■ ESTRATTO DELLA FONTE ■
Il Refuge du Carro è situato a 2760 metri nel parco nazionale della Vanoise, precisamente nel comune di Bonneval sur Arc. Per arrivarci esistono due possibilità: il primo sentiero parte dal paese appena citato, quindi da una quota inferiore rispetto al via del secondo, detto sentiero balcone, che parte da un parcheggio sulla strada verso il Colle dell'Iseran.


Il rifugio si trova nel centro di un anfiteatro glaciale di cui fanno parte la Levanna Occidentale, la Grande Aiguille Rousse, l'Aiguilles du Mulinets, la Piccola e la Grande Ciamarella, la Bessanese, il circo des Evettes e l'Albaron coi suoi ghiacciai.



Inoltre nella conca in cui si trova il rifugio sono presenti due laghi...Bianco e Nero.


domenica 30 maggio 2010

A piedi sul colle Esischie

Dopo esserci andato in moto, in bici e in auto sul colle d'Esischie mi mancava solo il modo più semplice, quello che per qualcuno è l'unica vera condizione per integrarsi con un luogo...andarci a PIEDI.

[Righe tratte da una raccolta di dati]
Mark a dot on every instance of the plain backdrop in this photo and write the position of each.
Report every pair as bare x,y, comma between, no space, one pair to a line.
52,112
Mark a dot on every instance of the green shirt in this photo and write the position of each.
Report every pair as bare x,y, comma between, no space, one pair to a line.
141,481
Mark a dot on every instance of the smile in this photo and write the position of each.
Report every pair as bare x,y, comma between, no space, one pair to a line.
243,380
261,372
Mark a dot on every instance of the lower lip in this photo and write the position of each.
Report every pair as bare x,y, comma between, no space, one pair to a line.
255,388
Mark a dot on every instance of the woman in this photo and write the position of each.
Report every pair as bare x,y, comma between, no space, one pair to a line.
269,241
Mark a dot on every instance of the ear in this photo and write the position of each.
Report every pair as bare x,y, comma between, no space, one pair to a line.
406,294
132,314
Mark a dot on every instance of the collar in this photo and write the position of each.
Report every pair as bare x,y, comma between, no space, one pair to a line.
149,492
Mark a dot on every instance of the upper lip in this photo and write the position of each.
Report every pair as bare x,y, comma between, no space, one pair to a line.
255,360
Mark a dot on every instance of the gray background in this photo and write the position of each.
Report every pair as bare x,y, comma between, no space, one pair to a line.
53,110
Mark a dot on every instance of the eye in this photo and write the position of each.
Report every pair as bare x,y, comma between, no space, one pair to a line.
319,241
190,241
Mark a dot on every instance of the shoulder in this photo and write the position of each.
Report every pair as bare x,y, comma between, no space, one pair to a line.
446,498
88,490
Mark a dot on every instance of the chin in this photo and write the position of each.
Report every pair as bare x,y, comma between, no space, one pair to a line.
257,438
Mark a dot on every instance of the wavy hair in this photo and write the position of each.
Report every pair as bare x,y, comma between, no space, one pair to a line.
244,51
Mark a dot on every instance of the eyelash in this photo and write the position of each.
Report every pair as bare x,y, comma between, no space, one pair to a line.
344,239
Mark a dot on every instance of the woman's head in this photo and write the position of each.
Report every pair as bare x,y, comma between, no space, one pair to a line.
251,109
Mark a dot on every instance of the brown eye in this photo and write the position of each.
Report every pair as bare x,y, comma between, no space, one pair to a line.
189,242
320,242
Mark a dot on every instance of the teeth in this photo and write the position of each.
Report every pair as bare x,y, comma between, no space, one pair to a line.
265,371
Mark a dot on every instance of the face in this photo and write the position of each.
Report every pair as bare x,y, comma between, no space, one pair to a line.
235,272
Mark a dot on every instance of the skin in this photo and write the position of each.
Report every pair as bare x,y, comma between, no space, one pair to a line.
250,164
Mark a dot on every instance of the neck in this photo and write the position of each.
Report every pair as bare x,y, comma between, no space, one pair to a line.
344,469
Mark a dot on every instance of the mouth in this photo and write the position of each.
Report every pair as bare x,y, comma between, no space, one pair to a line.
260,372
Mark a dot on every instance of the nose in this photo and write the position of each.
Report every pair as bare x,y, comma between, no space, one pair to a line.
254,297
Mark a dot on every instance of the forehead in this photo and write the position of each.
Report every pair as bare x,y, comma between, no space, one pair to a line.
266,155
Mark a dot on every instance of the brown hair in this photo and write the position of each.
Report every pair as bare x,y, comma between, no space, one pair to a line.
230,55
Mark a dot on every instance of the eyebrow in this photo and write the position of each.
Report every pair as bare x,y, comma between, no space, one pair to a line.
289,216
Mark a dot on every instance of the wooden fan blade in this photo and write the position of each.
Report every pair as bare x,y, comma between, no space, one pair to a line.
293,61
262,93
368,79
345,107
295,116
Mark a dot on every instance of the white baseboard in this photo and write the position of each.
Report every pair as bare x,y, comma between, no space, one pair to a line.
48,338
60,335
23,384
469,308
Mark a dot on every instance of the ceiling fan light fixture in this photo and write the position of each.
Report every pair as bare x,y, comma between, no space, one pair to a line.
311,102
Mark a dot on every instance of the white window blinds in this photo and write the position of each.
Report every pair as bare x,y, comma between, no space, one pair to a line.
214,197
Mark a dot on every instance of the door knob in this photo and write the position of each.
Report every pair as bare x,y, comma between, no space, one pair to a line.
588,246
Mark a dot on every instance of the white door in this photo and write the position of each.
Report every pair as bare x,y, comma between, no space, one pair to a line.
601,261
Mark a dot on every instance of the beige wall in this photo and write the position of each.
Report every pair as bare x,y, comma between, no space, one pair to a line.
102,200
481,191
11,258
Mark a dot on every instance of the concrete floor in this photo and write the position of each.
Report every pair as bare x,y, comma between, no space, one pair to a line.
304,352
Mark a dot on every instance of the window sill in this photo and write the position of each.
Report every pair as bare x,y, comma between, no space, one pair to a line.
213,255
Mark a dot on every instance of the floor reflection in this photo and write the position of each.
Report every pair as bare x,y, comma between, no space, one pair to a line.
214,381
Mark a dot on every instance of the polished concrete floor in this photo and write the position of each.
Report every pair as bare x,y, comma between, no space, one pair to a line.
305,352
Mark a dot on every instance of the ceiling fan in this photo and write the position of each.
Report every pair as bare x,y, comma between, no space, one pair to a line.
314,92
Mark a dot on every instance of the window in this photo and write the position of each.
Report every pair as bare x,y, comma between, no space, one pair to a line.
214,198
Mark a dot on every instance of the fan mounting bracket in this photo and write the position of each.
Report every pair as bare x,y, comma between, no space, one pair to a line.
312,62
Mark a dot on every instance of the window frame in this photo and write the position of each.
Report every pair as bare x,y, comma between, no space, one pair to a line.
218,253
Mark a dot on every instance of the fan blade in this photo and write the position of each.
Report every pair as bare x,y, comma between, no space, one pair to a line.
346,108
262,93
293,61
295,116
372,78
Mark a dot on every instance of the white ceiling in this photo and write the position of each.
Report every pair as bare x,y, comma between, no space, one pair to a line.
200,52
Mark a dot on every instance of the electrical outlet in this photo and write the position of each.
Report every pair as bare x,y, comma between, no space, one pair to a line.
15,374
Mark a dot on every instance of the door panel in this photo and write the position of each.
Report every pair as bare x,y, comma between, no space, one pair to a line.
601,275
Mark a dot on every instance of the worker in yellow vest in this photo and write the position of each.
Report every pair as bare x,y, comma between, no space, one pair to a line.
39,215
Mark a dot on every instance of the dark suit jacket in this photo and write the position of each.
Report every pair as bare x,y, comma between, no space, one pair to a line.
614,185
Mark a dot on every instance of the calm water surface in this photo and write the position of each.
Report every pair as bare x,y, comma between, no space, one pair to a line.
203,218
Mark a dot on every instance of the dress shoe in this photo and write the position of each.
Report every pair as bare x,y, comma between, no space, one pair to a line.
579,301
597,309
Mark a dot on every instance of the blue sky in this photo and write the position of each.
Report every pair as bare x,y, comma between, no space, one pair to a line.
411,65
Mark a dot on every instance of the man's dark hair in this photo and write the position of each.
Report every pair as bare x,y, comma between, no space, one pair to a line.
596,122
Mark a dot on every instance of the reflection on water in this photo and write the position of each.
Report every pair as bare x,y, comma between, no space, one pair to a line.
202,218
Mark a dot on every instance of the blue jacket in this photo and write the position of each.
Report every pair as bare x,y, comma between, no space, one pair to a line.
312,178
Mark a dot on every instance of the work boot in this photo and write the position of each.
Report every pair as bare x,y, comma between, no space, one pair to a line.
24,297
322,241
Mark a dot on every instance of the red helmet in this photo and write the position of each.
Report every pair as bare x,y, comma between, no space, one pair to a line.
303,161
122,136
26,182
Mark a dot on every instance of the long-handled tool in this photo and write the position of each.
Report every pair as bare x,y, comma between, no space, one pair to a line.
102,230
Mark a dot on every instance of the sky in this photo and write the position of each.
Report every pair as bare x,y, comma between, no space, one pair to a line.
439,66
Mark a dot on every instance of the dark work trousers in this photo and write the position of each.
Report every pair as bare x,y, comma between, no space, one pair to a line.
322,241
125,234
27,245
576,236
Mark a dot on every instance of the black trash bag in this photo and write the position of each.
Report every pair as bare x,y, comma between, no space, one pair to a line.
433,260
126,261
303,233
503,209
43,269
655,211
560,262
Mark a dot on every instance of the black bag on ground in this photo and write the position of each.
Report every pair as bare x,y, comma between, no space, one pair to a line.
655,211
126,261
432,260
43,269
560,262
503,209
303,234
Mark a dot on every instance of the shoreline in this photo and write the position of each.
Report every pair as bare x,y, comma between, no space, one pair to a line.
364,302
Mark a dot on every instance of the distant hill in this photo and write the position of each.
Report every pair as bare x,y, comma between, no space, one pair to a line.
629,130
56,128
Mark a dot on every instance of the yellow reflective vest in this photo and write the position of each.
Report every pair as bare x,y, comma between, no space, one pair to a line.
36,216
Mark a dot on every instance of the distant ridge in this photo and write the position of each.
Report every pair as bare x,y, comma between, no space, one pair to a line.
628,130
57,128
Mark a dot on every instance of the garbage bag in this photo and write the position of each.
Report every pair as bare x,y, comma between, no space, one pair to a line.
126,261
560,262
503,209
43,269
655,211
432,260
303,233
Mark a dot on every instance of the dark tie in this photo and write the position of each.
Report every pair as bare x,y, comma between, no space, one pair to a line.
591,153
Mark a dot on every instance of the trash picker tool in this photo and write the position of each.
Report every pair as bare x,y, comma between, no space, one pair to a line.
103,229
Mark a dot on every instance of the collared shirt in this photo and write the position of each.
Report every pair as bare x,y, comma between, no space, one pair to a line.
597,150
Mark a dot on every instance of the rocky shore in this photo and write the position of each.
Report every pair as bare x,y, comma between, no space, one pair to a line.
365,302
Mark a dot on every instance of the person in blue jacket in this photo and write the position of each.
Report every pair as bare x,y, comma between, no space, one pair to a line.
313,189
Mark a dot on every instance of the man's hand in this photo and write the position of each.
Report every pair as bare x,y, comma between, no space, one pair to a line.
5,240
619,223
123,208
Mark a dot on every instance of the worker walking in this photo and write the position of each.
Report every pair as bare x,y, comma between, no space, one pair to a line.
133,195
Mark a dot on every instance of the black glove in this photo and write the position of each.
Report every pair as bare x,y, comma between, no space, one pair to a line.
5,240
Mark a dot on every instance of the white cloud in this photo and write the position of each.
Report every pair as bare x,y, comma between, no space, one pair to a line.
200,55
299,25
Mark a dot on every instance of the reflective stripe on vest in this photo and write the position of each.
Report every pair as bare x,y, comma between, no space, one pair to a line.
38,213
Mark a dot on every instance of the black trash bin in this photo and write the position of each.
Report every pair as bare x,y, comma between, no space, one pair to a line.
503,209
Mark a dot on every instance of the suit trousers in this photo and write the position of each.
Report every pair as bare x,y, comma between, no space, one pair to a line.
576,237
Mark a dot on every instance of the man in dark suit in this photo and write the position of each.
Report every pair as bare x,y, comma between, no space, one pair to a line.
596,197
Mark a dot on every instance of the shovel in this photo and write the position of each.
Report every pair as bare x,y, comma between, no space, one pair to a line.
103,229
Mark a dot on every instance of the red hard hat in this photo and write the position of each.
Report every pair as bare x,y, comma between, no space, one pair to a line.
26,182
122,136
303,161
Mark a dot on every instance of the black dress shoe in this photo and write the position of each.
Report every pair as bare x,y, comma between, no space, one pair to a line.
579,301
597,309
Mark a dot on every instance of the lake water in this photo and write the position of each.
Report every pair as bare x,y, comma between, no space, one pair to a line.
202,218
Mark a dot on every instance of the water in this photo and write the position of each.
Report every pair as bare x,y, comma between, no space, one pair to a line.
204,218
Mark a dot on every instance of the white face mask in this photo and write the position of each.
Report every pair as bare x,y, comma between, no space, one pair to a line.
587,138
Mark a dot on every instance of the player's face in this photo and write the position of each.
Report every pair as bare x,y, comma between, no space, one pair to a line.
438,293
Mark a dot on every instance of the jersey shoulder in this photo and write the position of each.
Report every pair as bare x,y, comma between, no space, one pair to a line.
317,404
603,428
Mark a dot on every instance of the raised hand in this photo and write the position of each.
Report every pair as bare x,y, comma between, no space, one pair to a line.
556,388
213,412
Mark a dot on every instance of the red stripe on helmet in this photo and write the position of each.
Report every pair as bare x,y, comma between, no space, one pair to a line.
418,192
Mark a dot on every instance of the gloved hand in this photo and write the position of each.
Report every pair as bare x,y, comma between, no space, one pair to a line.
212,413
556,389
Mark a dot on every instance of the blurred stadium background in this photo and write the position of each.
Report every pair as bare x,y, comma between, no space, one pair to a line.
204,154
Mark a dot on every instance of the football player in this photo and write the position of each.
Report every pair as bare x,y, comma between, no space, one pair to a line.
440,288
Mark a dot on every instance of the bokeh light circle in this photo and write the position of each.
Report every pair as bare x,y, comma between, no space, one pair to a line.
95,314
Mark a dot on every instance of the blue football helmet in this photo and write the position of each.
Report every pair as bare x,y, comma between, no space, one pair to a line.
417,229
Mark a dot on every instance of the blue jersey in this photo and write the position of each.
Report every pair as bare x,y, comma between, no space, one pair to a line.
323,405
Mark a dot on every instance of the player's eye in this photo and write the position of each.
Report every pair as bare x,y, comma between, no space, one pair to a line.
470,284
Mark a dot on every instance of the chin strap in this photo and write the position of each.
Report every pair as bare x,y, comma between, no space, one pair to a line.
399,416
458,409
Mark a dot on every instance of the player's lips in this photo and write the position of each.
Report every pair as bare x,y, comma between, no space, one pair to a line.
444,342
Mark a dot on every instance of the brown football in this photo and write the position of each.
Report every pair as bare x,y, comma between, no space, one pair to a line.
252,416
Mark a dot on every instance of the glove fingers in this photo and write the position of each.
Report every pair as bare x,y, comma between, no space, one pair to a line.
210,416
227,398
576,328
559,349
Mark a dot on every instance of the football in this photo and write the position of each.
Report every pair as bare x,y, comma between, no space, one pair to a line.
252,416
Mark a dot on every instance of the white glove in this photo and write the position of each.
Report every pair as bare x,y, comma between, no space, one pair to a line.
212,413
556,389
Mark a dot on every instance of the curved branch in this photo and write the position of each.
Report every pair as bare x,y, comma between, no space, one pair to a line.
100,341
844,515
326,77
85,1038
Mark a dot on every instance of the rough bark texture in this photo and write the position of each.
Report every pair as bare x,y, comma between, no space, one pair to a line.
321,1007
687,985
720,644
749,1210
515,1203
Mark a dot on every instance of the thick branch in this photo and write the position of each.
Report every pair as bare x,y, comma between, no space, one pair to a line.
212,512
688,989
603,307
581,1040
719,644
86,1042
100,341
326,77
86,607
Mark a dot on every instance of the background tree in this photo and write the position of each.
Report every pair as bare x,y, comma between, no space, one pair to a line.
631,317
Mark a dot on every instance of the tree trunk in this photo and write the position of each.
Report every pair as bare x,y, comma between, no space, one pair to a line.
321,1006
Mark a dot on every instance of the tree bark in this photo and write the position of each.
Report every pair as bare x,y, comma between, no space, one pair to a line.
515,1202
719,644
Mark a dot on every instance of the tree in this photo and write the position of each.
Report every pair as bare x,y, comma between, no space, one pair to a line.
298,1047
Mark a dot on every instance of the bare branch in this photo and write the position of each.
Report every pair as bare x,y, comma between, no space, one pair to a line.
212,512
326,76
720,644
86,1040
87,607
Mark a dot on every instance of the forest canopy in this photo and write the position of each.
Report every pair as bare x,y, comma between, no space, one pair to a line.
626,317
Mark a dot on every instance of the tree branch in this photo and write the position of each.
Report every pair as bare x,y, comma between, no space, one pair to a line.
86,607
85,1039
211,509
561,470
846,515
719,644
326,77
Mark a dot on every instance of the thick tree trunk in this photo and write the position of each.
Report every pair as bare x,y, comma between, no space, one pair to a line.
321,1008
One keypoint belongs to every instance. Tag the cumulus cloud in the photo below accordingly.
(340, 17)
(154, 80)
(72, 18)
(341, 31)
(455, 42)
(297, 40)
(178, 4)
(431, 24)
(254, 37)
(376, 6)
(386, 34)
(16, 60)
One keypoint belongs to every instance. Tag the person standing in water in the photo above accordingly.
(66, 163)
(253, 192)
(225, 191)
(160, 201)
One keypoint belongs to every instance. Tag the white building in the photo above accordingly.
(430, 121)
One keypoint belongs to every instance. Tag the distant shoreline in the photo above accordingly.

■ LAVORO RICHIESTO ■
1. Secondo l'estratto della fonte, come si chiamano i due laghi presenti nella conca del rifugio?
2. Prosegui l'estratto della fonte, che racconta la salita a piedi al colle d'Esischie, a partire dalla sua ultima frase.

■ SOLUZIONI ■
1. Bianco e Nero.

2.
Sono partito la domenica mattina in moto verso il santuario di Castelmagno (1761 metri), dove ho iniziato la camminata. Da qui al colle dovrebbero esserci circa 7 km e 600 metri di dislivello. Il percorso è tutto asfaltato ma per il momento, poco meno di metà è ancora ricoperto di neve. Farlo in auto è poco consigliato in qualunque periodo, colpa del stretto nastro stradale (in molti tratti passa una sola vettura) e per i numerosi burroni presenti da tutti e tre i versanti (Marmora, Demonte e Castelmagno).


Ecco come si presentava la situazione ai 2370 metri del colle. Per farvi capire meglio la neve mi arrivava all'addome! Per muoversi in certi tratti occorreva nuotare...

Ed ecco il video sul panorama che si poteva ammirare dal colle 


domenica 16 maggio 2010

Alla casa di caccia del Re...

Finalmente, come ogni anno, finita la stagione calcistica posso impegnare le mie domeniche con la montagna. Nonostante le previsioni del tempo non fossero le migliori, abbiamo deciso di partire verso il pian del Valasco a quasi 1800 metri di quota. Come vedrete il meteo ci ha dato ragione solo a metà...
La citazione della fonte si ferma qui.